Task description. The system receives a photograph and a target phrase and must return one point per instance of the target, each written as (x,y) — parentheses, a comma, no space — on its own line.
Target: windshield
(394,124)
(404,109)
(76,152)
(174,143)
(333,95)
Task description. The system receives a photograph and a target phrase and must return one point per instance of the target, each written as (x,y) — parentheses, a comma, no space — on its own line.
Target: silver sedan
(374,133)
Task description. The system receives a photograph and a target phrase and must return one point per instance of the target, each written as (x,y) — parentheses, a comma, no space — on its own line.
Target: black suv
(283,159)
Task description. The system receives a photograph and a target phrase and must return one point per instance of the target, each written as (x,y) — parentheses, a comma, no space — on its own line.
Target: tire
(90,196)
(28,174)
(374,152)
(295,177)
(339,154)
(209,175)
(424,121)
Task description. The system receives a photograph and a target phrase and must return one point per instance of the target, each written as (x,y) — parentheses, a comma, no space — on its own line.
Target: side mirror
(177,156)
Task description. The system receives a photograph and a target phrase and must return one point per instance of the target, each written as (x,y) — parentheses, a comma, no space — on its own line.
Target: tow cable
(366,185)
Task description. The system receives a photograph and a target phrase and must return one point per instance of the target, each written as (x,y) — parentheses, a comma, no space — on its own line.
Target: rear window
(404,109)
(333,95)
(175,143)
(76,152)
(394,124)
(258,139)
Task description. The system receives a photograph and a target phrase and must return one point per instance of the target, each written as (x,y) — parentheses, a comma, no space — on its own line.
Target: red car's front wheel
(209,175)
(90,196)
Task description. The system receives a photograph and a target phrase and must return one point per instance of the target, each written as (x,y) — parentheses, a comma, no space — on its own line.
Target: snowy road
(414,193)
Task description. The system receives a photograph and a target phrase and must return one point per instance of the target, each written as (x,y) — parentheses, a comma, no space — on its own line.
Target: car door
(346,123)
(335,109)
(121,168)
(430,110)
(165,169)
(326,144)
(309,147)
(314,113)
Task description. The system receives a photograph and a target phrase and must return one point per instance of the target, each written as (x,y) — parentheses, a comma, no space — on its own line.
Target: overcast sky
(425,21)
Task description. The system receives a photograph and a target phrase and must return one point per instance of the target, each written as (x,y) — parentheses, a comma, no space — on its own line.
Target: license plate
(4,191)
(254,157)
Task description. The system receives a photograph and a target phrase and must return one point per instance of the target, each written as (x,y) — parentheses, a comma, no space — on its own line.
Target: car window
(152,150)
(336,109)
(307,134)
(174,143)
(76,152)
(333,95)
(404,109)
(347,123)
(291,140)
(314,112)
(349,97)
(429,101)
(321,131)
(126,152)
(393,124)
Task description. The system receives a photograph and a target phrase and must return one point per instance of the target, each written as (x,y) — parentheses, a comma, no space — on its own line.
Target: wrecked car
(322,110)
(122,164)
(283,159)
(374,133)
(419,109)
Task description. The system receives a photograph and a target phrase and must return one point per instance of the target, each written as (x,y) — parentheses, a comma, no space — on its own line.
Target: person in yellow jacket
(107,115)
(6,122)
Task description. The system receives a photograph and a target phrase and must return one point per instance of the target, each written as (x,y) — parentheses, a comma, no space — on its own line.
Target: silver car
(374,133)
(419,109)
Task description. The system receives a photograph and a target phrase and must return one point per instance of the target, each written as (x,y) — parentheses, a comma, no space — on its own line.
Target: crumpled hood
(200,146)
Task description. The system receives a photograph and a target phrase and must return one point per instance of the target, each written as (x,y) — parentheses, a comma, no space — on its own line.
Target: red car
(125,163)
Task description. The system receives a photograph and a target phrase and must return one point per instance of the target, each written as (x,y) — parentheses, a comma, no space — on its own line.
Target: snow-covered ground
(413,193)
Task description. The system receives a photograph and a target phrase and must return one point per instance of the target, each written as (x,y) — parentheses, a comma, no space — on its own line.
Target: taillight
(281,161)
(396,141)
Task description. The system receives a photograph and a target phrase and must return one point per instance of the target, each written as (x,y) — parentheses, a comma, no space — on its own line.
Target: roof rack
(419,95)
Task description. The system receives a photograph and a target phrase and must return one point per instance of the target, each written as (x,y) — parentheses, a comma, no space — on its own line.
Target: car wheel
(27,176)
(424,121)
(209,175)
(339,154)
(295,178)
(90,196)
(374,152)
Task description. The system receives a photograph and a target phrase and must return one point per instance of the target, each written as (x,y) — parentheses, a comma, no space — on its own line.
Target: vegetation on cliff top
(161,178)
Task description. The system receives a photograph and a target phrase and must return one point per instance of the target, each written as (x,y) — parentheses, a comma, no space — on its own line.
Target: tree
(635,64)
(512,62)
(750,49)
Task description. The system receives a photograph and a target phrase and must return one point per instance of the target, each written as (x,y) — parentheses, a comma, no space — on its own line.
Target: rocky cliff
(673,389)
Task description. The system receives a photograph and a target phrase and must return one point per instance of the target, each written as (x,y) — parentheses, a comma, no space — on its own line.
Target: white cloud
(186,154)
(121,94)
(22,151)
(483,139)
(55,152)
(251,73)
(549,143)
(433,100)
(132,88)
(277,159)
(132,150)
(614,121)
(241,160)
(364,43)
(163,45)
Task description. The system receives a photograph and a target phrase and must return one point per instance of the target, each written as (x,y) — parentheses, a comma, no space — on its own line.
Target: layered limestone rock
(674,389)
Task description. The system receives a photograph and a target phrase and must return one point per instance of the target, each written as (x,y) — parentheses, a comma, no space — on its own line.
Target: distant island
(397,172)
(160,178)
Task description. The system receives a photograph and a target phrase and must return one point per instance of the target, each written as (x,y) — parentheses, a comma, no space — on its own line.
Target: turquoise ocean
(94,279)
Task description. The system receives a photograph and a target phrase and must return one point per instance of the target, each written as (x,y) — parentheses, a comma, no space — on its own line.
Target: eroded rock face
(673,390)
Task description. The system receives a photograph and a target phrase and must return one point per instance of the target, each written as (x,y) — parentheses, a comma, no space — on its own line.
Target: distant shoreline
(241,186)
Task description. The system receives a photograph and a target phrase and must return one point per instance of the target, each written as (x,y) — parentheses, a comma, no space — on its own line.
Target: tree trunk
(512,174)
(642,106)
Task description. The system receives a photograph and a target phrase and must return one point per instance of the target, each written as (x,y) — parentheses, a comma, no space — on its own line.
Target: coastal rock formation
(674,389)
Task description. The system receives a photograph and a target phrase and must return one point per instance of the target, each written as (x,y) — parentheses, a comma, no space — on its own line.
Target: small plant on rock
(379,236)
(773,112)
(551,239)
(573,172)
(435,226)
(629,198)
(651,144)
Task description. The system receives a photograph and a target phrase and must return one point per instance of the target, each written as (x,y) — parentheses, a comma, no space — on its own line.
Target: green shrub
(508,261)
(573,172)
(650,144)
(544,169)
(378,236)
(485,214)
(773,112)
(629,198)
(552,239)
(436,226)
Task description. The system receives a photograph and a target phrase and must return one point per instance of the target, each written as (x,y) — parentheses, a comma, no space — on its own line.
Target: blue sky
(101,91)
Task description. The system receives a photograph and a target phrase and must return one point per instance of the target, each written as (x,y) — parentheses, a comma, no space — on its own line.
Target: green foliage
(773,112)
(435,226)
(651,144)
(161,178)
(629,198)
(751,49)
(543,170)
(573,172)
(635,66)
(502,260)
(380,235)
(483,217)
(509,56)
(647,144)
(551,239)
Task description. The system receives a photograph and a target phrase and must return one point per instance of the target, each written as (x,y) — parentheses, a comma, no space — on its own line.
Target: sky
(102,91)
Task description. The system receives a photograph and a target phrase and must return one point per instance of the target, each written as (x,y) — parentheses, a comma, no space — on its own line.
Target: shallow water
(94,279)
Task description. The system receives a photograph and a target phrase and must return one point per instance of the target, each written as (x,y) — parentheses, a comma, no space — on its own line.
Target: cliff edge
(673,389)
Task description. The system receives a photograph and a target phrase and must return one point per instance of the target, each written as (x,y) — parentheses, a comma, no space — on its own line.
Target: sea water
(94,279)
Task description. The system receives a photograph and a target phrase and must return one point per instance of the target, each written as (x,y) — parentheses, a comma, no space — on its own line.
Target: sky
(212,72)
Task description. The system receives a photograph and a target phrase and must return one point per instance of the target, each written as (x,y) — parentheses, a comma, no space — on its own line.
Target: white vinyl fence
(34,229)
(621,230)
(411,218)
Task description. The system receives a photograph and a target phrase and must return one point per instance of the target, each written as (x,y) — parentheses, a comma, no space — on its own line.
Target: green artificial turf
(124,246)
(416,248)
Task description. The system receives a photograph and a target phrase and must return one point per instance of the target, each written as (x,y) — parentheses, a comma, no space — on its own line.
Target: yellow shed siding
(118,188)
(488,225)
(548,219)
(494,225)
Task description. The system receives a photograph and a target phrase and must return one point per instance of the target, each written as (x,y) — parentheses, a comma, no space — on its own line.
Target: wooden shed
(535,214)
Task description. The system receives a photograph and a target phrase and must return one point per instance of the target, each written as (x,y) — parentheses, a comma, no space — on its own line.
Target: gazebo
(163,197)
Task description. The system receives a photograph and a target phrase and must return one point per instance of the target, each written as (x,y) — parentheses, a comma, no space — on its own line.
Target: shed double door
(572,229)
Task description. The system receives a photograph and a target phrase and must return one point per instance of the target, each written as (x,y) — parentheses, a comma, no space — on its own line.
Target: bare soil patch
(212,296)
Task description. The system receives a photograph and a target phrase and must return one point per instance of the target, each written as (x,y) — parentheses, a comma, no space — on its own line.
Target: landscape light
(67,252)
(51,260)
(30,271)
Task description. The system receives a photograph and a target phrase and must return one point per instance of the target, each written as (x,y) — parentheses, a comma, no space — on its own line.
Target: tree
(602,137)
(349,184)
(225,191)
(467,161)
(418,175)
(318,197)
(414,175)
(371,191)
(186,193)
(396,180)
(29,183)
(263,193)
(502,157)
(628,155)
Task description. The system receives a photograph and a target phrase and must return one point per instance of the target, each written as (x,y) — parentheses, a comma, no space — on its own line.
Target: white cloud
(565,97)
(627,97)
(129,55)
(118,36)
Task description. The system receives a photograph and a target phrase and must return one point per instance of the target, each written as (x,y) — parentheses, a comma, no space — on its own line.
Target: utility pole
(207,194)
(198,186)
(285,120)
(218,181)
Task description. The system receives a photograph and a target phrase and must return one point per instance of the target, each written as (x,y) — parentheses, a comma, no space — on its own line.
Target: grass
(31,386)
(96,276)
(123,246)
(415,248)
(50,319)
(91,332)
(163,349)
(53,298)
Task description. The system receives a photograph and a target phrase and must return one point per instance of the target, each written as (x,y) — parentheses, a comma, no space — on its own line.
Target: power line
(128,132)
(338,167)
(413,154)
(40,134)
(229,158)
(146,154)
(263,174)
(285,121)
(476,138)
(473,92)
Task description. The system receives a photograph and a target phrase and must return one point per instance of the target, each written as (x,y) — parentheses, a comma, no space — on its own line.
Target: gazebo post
########
■ **Stated goal**
Count how many lines in the items above contain the word "green", where upper and lower case must match. Reply with that number only.

■ **Finished answer**
3